**** DATA SUPPLIED ****

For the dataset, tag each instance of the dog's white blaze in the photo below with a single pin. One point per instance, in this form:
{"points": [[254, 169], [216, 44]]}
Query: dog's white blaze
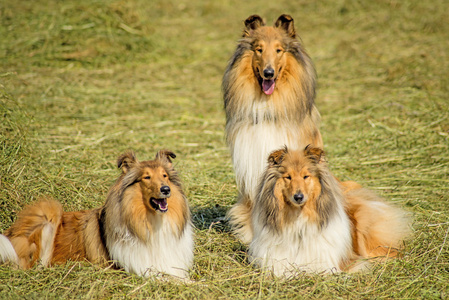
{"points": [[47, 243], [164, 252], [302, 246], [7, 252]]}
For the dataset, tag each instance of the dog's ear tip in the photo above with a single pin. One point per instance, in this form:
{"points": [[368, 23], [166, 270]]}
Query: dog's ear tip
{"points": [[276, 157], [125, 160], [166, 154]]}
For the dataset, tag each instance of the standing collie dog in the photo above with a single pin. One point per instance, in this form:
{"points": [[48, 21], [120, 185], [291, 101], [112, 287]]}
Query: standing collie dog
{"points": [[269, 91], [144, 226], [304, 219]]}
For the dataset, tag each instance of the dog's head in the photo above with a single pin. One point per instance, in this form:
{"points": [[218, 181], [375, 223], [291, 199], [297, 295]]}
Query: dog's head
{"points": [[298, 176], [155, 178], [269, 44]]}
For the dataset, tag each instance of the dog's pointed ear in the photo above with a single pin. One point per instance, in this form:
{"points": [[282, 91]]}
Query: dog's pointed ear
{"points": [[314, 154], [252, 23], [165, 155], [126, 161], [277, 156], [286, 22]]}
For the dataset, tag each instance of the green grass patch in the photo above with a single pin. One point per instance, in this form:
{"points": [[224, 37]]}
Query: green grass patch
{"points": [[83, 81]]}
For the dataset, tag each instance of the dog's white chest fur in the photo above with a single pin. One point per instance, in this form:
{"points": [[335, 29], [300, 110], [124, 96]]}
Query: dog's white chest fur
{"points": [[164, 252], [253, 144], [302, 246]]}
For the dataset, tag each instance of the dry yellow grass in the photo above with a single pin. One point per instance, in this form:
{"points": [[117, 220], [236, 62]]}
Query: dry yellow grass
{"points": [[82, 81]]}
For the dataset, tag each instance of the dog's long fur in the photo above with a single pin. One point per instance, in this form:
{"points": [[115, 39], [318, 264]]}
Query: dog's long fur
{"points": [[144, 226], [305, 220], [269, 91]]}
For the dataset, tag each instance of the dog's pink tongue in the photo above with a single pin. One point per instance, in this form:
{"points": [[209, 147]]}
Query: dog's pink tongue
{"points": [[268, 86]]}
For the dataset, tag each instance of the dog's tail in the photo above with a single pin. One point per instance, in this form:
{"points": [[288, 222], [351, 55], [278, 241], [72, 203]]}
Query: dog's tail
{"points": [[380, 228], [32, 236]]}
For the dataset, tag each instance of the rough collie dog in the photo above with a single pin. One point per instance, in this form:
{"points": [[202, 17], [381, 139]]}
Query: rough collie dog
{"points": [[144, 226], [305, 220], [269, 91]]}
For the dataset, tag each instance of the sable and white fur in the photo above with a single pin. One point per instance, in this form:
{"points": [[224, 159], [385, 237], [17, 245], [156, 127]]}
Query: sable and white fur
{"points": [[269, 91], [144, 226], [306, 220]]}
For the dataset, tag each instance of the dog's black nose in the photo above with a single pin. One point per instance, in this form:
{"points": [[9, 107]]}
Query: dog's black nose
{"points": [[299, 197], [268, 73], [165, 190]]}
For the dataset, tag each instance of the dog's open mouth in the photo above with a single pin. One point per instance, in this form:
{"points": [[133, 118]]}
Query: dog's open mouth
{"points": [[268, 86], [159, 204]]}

****

REQUIREMENT:
Reproduce the records above exactly, leaving out every picture they contain.

RESULT:
For the dataset, tag each instance of the dog's white blaze in the photo below with a single pin. One point per instance, in this form:
{"points": [[254, 169], [216, 44]]}
Query: dog's white blaze
{"points": [[47, 243], [164, 252], [302, 246], [7, 252]]}
For the dataset, tag each instance of the dog's ear tip in the photo above with a single pin. One point per instance, in this form:
{"points": [[368, 23], [166, 270]]}
Query: dog's ear tip
{"points": [[276, 157], [125, 160], [166, 154]]}
For the dataset, tag each instance of the standing collie dog in the photo above with a single pin. One point per instance, in this form:
{"points": [[48, 21], [120, 185], [291, 101], [112, 287]]}
Query: standing collie dog
{"points": [[269, 91], [144, 226], [304, 219]]}
For the dataset, tag each instance of the dog's head in the photo above with a single pin. One point per instance, in this form:
{"points": [[218, 181], [375, 223], [291, 199], [297, 295]]}
Query: dog's head
{"points": [[298, 176], [155, 178], [269, 44]]}
For the dataset, tag each instance of the dog's pointed ear in the photo above with a single pin. One point per instance, in this form:
{"points": [[282, 91]]}
Query: dog's pointed ear
{"points": [[314, 154], [252, 23], [165, 155], [126, 161], [277, 156], [286, 22]]}
For the dataset, tag each instance of the green grass patch in the photo above with a single pin. One point per instance, in this form:
{"points": [[224, 37]]}
Query: green grass patch
{"points": [[83, 81]]}
For the dataset, tag each instance of the dog's white chest fur in the photo above with a single pin. One point per instance, in this form:
{"points": [[335, 29], [300, 110], [124, 96]]}
Query: dog's white chest fur
{"points": [[164, 252], [253, 144], [302, 246]]}
For the dataset, tag each instance of the dry yellow grass in the photo above with a single pin. One point per instance, in this form:
{"points": [[117, 220], [236, 62]]}
Query: dry yellow grass
{"points": [[82, 81]]}
For the dataset, tag each instance of the dog's long fur in the photo above with a single pin. One point per instance, in this form:
{"points": [[115, 39], [318, 264]]}
Query: dog's long fur
{"points": [[144, 226], [305, 220], [269, 91]]}
For the dataset, tag each instance of the dog's pink tongue in the photo above with a single pin. One point per instance, in this form:
{"points": [[209, 147]]}
Query: dog's pink tongue
{"points": [[268, 86]]}
For the dataset, tag each instance of the dog's tail in the photo above with a single pin. One point per instance, in this form:
{"points": [[288, 222], [351, 55], [278, 241], [72, 203]]}
Query: dog's tail
{"points": [[380, 228], [32, 236]]}
For the dataset, tag each instance of the rough collie dog in the photo above with a single pin. One point per instance, in this form:
{"points": [[202, 17], [381, 139]]}
Query: rough collie dog
{"points": [[144, 226], [305, 220], [269, 91]]}
For the dataset, tag each instance of the sable and white fur in the photo above with a single pin. One point per instance, in this form:
{"points": [[224, 159], [385, 237], [17, 245], [156, 127]]}
Query: sable and white fur
{"points": [[269, 91], [144, 226], [306, 220]]}
For the dataset, tag each instance of the dog's black nose in the photo above with a single pin. One point per instance, in this form:
{"points": [[9, 107]]}
Query: dog's black nose
{"points": [[299, 197], [268, 73], [165, 190]]}
For the dataset, tag each instance of the dog's open mouth in the photo above with a single pin. One point per instance, in this form:
{"points": [[133, 118]]}
Query: dog's open mouth
{"points": [[268, 86], [159, 204]]}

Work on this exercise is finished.